#### Exercise 1:
Write out the records as a numbered list, from the first line of the records through the line containing "point(288, 352)", leaving out blank lines.

#### Given passage:
====================
Artificial Wasteland · a record-correction you can operate

The Colour the Sky Didn't Lend It

Ask why the ocean is blue and you'll be told it reflects the sky. It doesn't — or barely. Water is blue on its own, in the dark, in a white-walled pool, because it absorbs red light. And the strangest part: it does this not with its electrons, the way every dye and pigment does, but with the O–H bond's own vibration — the only everyday colour in nature that comes from a molecule shaking rather than its electrons jumping. Everything below is computed live in your browser from the measured absorption spectrum of pure water. There is no sky anywhere in the math.

Fill a glass and the water looks colourless — correctly, because half a metre of it barely touches the light. The blue is faint, and faint things need depth to gather. Look down a few metres of clean water and it is unmistakable. So the first instrument is a column you can make as deep as you like, lit from above by a perfectly white lamp — equal energy at every wavelength, so any colour that survives the trip is the water's doing and nothing else's.

Instrument I — a column of pure water, lit by white light

Left: the same pure water all the way down, each layer painted with the colour the light has become by that depth — clear at the top, deep blue below. Right: the colour at the marked depth, shown at full brightness so you can see the hue; the readout also gives how much light actually survives (it gets dimmer and bluer). No reflected sky enters this — it is pure absorption of a white beam.

Drag it down. Near the surface the light is white; by a few metres it has cooled to a pale blue-green; by ten metres it is a clear cyan-blue; by thirty it is deep ocean blue and most of the light is gone. The colour the water keeps is the blue–violet end, around 475 nm — exactly where, in the next instrument, the water hardly absorbs at all.
====================
#### Task inputs:
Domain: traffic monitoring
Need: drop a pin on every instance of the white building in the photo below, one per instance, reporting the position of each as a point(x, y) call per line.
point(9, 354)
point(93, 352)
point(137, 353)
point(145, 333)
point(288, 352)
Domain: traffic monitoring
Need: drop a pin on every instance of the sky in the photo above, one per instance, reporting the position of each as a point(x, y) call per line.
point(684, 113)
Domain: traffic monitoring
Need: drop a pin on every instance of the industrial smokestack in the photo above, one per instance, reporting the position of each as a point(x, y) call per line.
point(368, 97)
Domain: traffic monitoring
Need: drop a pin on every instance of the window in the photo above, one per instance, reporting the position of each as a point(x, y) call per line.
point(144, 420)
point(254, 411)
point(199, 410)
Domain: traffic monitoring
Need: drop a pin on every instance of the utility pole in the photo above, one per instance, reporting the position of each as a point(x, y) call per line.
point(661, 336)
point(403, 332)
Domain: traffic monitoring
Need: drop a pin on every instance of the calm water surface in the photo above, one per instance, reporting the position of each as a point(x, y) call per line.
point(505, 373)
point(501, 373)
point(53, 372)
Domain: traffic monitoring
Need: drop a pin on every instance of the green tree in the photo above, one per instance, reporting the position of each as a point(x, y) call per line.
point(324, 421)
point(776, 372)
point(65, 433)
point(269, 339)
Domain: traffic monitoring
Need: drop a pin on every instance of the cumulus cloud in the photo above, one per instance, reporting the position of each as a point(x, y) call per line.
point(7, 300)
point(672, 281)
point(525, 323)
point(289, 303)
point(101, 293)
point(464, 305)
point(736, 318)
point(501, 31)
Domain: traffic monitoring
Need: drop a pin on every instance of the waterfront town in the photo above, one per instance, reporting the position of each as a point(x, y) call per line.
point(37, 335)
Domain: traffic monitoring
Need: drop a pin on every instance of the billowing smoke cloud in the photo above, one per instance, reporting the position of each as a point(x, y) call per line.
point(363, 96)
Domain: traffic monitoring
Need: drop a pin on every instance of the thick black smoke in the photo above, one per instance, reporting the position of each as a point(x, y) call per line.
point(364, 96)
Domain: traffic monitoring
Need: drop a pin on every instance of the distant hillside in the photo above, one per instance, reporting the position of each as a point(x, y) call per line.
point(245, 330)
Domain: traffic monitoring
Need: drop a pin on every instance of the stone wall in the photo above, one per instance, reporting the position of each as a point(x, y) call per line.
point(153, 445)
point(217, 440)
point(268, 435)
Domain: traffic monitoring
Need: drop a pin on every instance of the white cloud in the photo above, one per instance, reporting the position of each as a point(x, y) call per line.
====================
#### Exercise 2:
Answer these questions using the passage on the color of water.
(a) What light does water absorb that makes it blue on its own?
(b) How is the lamp that lights the column of water described?
(c) Around what wavelength is the color the water keeps?

#### Right answer 1:
1. Domain: traffic monitoring
2. Need: drop a pin on every instance of the white building in the photo below, one per instance, reporting the position of each as a point(x, y) call per line.
3. point(9, 354)
4. point(93, 352)
5. point(137, 353)
6. point(145, 333)
7. point(288, 352)

#### Right answer 2:
(a) Red light.
(b) As a perfectly white lamp, with equal energy at every wavelength.
(c) Around 475 nm.